▸ GIVEN INSTRUCTION
Print without any change the lines below, starting with the line that contains "the red vertical" and continuing up to and including the last line.

[start]

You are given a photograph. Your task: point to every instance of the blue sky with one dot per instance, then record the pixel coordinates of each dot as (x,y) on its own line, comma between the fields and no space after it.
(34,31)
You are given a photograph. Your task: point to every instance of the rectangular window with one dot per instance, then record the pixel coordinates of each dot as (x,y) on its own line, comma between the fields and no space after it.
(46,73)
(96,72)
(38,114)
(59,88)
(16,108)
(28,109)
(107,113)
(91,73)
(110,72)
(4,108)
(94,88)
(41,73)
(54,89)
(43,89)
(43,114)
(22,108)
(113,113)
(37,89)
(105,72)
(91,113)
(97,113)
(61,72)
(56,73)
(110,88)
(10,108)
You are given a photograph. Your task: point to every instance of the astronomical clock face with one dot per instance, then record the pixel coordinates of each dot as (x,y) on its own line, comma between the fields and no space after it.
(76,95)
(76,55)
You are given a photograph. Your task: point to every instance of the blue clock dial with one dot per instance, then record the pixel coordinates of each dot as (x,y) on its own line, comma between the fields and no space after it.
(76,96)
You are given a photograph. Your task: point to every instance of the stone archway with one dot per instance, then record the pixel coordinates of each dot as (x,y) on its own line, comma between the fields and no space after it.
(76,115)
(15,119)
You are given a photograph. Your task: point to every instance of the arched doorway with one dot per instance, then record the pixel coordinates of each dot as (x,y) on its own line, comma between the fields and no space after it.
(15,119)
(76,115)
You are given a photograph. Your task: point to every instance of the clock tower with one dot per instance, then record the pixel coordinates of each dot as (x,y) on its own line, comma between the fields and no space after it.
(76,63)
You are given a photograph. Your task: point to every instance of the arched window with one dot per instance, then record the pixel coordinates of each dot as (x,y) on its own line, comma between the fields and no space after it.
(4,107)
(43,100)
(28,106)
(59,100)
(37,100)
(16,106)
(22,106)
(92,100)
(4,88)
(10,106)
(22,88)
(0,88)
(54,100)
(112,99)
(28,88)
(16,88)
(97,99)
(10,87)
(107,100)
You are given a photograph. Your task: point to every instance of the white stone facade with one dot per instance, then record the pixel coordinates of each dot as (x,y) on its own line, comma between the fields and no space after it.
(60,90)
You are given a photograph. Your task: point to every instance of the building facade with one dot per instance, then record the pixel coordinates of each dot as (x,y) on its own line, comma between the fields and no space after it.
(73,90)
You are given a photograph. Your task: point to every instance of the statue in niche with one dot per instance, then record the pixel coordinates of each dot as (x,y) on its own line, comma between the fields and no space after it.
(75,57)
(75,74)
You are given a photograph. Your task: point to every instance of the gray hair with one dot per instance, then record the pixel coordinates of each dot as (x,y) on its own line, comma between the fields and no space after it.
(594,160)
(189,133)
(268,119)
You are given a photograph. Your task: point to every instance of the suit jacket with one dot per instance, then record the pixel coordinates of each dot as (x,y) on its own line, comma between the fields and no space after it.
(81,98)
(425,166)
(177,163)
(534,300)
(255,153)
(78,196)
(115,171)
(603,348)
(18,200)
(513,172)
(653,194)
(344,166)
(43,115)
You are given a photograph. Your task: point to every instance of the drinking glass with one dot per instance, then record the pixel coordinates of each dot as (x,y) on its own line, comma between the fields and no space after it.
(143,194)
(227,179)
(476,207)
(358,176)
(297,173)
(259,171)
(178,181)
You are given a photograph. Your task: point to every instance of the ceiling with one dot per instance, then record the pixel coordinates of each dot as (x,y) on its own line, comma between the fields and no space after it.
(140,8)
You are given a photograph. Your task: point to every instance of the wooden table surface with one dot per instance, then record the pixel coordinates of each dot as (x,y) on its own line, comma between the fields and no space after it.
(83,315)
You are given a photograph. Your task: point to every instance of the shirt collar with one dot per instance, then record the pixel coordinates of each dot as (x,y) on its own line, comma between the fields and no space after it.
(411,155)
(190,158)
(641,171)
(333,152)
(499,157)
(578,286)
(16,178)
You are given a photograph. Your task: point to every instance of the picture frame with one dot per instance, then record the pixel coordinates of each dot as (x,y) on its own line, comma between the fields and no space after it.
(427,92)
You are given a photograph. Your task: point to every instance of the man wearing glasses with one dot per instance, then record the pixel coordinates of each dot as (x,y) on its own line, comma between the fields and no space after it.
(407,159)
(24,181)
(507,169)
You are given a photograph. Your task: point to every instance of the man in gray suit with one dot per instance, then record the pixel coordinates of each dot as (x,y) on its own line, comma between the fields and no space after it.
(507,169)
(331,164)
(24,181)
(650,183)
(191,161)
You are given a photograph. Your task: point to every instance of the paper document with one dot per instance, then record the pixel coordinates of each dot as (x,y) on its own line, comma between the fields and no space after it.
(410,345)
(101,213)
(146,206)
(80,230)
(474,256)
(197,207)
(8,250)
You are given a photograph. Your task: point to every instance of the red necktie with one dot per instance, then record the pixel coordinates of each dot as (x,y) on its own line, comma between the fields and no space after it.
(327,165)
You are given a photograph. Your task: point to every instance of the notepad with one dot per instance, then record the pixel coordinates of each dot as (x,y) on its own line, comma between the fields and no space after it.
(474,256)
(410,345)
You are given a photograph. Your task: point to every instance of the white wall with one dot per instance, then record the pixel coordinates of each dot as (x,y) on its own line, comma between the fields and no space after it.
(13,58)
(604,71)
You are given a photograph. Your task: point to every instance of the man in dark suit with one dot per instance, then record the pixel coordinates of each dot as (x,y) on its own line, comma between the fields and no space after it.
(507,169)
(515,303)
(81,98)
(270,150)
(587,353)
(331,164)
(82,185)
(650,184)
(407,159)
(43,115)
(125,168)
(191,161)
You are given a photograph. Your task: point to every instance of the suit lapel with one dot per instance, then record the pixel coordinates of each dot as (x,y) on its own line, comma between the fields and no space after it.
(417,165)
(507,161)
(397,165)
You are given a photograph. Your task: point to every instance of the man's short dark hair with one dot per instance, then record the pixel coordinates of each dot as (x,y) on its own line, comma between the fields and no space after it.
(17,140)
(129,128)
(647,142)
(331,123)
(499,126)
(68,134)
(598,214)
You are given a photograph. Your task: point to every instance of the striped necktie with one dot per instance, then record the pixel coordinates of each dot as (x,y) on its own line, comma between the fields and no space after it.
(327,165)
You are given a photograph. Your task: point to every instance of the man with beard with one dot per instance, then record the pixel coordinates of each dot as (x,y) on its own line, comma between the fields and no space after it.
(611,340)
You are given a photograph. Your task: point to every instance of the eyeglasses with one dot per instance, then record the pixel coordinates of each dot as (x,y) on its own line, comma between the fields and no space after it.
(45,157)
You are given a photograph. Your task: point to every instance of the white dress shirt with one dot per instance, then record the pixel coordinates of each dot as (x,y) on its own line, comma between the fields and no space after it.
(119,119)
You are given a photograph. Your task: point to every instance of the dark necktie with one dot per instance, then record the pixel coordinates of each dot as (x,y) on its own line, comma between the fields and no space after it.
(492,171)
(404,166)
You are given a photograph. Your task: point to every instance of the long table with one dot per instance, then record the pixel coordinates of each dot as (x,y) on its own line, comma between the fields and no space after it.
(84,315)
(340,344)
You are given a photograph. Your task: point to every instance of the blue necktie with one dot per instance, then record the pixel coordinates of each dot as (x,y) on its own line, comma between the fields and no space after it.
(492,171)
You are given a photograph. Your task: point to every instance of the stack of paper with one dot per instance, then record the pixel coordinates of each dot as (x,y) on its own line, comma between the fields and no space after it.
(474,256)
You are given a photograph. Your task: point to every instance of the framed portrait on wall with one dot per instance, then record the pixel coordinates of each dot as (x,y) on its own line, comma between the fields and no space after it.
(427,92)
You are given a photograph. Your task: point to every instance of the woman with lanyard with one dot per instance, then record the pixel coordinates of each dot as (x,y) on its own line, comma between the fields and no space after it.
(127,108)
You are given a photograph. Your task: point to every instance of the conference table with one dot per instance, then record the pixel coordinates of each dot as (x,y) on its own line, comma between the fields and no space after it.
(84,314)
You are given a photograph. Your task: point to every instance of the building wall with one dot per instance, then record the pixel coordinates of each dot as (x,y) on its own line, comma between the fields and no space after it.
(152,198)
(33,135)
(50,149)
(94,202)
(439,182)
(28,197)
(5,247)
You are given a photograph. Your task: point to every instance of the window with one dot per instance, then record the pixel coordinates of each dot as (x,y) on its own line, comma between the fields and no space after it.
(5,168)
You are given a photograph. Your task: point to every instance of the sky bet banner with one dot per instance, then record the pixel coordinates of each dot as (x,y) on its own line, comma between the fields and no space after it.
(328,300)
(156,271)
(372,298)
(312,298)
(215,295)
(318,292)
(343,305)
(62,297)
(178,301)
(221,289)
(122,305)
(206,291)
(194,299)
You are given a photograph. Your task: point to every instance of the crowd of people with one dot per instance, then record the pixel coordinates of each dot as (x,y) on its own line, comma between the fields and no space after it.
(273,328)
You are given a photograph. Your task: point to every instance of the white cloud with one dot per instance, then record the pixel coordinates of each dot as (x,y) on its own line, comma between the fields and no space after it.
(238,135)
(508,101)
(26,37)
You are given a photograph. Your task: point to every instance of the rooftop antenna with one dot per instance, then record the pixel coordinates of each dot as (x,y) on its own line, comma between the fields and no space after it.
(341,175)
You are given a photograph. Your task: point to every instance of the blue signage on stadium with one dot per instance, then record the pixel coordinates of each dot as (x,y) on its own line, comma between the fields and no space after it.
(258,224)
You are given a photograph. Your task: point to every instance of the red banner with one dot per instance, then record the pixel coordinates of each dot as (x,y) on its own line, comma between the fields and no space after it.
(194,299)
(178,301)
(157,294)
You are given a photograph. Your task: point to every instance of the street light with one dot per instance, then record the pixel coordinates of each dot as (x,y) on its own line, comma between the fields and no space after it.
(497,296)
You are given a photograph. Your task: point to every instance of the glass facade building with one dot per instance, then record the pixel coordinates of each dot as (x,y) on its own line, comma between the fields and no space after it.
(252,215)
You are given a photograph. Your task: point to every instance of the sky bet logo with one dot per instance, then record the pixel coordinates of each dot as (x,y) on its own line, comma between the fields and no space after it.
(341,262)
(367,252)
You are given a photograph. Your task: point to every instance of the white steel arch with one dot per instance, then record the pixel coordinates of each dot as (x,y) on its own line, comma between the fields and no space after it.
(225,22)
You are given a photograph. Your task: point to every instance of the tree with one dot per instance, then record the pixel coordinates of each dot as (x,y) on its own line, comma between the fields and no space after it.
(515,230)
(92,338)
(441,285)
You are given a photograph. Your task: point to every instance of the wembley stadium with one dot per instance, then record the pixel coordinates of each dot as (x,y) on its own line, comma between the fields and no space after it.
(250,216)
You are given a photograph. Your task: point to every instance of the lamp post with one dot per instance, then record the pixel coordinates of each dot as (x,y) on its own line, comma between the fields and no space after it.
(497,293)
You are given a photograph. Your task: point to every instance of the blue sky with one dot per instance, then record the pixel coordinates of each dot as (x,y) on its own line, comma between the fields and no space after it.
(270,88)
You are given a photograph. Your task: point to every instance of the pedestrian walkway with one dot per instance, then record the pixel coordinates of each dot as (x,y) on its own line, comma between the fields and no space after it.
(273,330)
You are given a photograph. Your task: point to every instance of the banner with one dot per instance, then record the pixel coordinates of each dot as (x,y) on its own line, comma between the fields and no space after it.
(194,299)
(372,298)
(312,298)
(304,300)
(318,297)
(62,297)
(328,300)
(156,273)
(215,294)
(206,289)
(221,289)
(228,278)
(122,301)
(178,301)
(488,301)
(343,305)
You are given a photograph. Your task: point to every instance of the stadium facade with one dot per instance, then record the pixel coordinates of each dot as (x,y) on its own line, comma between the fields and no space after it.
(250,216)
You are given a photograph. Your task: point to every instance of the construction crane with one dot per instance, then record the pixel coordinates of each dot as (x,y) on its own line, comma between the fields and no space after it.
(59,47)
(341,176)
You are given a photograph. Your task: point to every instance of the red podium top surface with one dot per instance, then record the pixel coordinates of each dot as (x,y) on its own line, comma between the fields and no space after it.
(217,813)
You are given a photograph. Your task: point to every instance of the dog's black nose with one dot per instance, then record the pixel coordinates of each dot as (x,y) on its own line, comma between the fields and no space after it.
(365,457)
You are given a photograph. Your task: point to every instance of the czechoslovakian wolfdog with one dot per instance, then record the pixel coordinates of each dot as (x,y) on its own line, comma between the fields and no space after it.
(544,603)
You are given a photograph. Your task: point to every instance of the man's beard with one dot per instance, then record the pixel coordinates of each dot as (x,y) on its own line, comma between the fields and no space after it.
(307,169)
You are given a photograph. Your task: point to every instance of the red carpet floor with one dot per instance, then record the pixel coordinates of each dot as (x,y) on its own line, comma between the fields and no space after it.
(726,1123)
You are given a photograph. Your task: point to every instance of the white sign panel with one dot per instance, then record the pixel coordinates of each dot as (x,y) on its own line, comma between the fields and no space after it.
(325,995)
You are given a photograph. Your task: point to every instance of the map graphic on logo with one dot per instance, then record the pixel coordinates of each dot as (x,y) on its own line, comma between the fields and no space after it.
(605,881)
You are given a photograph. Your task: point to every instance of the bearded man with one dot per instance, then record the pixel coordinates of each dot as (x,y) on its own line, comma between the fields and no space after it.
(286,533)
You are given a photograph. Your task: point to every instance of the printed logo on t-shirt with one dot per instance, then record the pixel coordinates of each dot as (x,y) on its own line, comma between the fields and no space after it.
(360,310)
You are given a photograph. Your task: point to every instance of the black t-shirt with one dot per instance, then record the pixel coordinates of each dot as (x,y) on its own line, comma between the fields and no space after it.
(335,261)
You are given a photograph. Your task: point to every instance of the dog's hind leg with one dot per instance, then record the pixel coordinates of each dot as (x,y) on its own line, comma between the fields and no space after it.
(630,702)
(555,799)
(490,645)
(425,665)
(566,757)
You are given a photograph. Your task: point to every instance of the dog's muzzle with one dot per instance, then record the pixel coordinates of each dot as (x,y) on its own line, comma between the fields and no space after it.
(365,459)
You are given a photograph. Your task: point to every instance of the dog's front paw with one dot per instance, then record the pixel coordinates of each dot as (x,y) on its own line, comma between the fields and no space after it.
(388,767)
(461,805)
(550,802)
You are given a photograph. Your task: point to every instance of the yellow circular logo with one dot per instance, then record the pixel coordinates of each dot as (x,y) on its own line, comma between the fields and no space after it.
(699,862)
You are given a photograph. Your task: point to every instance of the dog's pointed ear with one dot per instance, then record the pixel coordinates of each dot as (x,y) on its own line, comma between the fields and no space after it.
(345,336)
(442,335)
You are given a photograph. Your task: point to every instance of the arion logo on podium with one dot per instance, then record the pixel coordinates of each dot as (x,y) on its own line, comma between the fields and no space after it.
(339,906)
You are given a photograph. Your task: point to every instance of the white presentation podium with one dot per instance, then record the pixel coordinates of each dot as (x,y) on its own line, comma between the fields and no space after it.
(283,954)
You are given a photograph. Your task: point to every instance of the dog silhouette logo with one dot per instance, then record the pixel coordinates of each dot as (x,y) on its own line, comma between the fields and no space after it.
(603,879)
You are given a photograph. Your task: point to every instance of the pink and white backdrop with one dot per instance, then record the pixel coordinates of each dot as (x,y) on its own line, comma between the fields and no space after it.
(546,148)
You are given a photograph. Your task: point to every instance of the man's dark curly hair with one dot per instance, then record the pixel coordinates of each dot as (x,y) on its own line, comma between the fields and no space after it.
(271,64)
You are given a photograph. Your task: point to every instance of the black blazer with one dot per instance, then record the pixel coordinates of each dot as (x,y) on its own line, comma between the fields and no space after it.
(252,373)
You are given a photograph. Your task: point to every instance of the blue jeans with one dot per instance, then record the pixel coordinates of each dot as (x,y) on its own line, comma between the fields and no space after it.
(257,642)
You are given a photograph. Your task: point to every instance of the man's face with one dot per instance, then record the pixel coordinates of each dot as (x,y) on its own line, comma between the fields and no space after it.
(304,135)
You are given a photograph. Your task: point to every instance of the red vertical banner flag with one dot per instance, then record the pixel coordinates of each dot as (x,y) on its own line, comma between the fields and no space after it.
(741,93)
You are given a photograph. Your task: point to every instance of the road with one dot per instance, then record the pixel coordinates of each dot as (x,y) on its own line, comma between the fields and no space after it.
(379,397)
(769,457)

[end]

▸ EXPECTED ANSWER
You are given a photograph. Your task: point to every instance of the red vertical banner flag with one dot per instance, then record the pixel coordinates of each dot as (x,y) on its own line, comma between the fields and no space after it.
(741,93)
You are given a photograph. Your task: point to every instance of the road with one dot per instance, then record the pixel coordinates of each dot as (x,y) on its own line, comma between the fields and no space after it.
(379,397)
(769,457)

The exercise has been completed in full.